Work request
Images are to be excluded from the copy, and the records below reproduced word for word.
--- --- ---
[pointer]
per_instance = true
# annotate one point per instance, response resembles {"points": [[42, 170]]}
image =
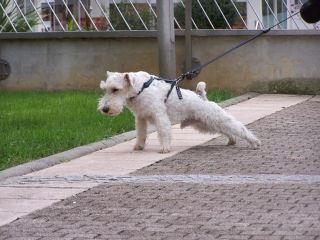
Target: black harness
{"points": [[173, 84]]}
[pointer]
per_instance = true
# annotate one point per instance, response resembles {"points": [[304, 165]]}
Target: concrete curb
{"points": [[92, 147]]}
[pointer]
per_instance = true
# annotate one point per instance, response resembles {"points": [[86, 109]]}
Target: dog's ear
{"points": [[108, 74], [102, 84], [129, 79]]}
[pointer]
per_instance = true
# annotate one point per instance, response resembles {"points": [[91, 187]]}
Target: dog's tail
{"points": [[201, 90]]}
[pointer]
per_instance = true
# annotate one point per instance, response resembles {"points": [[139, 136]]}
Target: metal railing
{"points": [[113, 15]]}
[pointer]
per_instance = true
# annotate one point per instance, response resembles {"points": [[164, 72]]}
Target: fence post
{"points": [[166, 38], [188, 43]]}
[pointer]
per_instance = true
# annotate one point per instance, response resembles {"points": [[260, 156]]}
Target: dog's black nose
{"points": [[105, 109]]}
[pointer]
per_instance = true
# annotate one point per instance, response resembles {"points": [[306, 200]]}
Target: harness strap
{"points": [[172, 82]]}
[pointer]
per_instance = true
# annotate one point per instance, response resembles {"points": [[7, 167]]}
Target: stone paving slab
{"points": [[238, 194]]}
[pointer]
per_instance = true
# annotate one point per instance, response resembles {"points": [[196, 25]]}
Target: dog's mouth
{"points": [[110, 113]]}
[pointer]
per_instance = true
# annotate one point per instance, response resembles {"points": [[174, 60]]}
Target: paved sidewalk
{"points": [[207, 192]]}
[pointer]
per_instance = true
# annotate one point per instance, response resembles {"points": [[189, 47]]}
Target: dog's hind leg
{"points": [[237, 129], [163, 126], [141, 127]]}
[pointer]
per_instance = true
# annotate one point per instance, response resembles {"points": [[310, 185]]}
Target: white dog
{"points": [[149, 106]]}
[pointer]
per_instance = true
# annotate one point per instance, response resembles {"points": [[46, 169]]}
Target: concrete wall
{"points": [[282, 61]]}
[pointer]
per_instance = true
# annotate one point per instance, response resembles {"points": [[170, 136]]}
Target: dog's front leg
{"points": [[141, 127], [163, 126]]}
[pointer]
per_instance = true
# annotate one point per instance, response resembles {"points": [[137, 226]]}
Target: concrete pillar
{"points": [[188, 27], [166, 38], [254, 13]]}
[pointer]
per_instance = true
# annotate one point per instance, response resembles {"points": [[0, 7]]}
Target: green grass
{"points": [[38, 124]]}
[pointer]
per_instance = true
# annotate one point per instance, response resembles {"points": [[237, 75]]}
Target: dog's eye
{"points": [[114, 90]]}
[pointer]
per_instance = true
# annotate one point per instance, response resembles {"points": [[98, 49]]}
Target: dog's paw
{"points": [[231, 142], [138, 147], [164, 150], [256, 145]]}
--- --- ---
Exercise answer
[pointer]
per_instance = true
# annotate one point per instance, response resembles {"points": [[42, 170]]}
image =
Target: black harness
{"points": [[173, 84]]}
[pointer]
per_instance = true
# annotate one point per instance, response resembles {"points": [[304, 165]]}
Target: concrete curb
{"points": [[92, 147]]}
[pointer]
per_instance = true
# annotate one point per instance, response resembles {"points": [[86, 109]]}
Target: dog's ear
{"points": [[108, 74], [102, 84], [129, 79]]}
[pointer]
per_instance = true
# annotate one point per instance, response resembles {"points": [[91, 187]]}
Target: dog's tail
{"points": [[201, 90]]}
[pointer]
per_instance = true
# annotate one point per instance, response resembles {"points": [[139, 136]]}
Target: metal railing
{"points": [[113, 15]]}
[pointer]
per_instance = true
# annotate one point per instance, response resembles {"points": [[164, 72]]}
Target: fence post
{"points": [[166, 38], [188, 43]]}
[pointer]
per_instance = true
# annotate one point per instance, response resembles {"points": [[260, 156]]}
Target: dog's black nose
{"points": [[105, 109]]}
[pointer]
per_instance = true
# annotate one point per instance, response resembles {"points": [[306, 200]]}
Target: harness strap
{"points": [[172, 82]]}
[pointer]
per_instance = true
# annotate one point per instance, response resembles {"points": [[7, 167]]}
Target: stone paving slab
{"points": [[238, 194]]}
[pointer]
per_instance = true
# annotate one point per instance, response resembles {"points": [[196, 25]]}
Target: dog's mouth
{"points": [[110, 113]]}
[pointer]
per_instance = true
# annotate one point per instance, response resembles {"points": [[174, 60]]}
Target: paved sidewalk
{"points": [[207, 192]]}
[pointer]
per_instance = true
# annotate one point per instance, response resembles {"points": [[189, 47]]}
Target: dog's hind leg
{"points": [[237, 129], [163, 126], [141, 127]]}
[pointer]
per_instance = true
# annotate one point per instance, response resembles {"points": [[310, 185]]}
Target: white dog
{"points": [[149, 106]]}
[pointer]
per_instance = true
# annotate one point per instance, response resembles {"points": [[46, 169]]}
Target: concrete wall
{"points": [[282, 61]]}
[pointer]
per_instance = true
# annotate one point per instance, response resembles {"points": [[170, 136]]}
Target: dog's front leg
{"points": [[141, 127], [163, 126]]}
[pointer]
per_instance = true
# annotate one point per instance, response resembles {"points": [[137, 226]]}
Target: concrete pillar
{"points": [[188, 27], [166, 38], [254, 13]]}
[pointer]
per_instance = true
# annotate one point per instance, response resembles {"points": [[0, 7]]}
Target: green grass
{"points": [[38, 124]]}
[pointer]
per_instance = true
# annotate one point per instance, response resembles {"points": [[237, 75]]}
Target: dog's eye
{"points": [[114, 90]]}
[pointer]
per_instance = true
# annotate one point per instance, response resembles {"points": [[98, 49]]}
Target: dog's paw
{"points": [[231, 142], [138, 147], [164, 150], [256, 145]]}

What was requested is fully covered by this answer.